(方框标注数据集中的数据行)
------------------------------

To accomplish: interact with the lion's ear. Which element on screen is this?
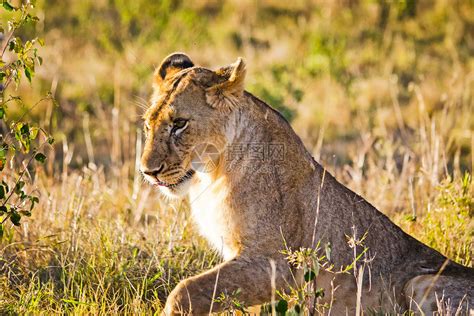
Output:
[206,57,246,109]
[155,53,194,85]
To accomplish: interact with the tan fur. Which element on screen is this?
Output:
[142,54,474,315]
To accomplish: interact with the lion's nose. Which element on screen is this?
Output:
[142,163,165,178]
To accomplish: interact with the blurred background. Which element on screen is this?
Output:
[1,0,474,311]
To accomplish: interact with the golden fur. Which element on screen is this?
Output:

------------------------------

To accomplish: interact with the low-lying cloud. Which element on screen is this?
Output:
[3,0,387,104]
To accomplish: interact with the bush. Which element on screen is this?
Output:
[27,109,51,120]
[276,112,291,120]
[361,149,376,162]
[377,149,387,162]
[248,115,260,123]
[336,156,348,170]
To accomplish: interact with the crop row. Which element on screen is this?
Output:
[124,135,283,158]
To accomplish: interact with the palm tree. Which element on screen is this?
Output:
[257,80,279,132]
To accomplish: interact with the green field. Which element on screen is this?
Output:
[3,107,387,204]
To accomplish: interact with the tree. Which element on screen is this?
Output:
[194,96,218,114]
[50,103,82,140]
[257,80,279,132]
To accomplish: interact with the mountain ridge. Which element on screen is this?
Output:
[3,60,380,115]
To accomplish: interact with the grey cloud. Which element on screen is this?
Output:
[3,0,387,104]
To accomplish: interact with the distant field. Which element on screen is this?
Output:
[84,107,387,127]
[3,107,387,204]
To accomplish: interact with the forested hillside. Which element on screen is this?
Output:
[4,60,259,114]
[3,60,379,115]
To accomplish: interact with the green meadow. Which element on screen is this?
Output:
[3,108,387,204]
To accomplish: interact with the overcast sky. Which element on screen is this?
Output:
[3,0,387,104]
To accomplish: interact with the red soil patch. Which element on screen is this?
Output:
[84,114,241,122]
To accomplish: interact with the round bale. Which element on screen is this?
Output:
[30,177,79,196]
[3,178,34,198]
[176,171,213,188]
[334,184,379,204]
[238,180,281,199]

------------------------------

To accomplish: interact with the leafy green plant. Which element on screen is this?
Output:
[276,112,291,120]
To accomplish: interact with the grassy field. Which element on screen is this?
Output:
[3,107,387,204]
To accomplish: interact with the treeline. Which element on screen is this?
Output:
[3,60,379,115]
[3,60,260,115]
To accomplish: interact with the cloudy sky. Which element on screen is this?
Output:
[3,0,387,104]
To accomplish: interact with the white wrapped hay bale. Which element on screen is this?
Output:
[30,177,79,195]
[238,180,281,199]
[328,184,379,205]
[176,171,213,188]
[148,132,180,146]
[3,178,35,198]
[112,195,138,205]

------------------------------

任务要求 » 从含有"To accomplish: interact with the lion's ear."的那一行开始，到含有"[142,54,474,315]"的那一行结束，重新写出这些行，把其中的"tan fur"替换为"brown fur"，其余内容保持不变。答案中不要包含图片。

正确答案 »
To accomplish: interact with the lion's ear. Which element on screen is this?
Output:
[206,57,246,109]
[155,53,194,85]
To accomplish: interact with the brown fur. Which element on screen is this?
Output:
[142,54,474,315]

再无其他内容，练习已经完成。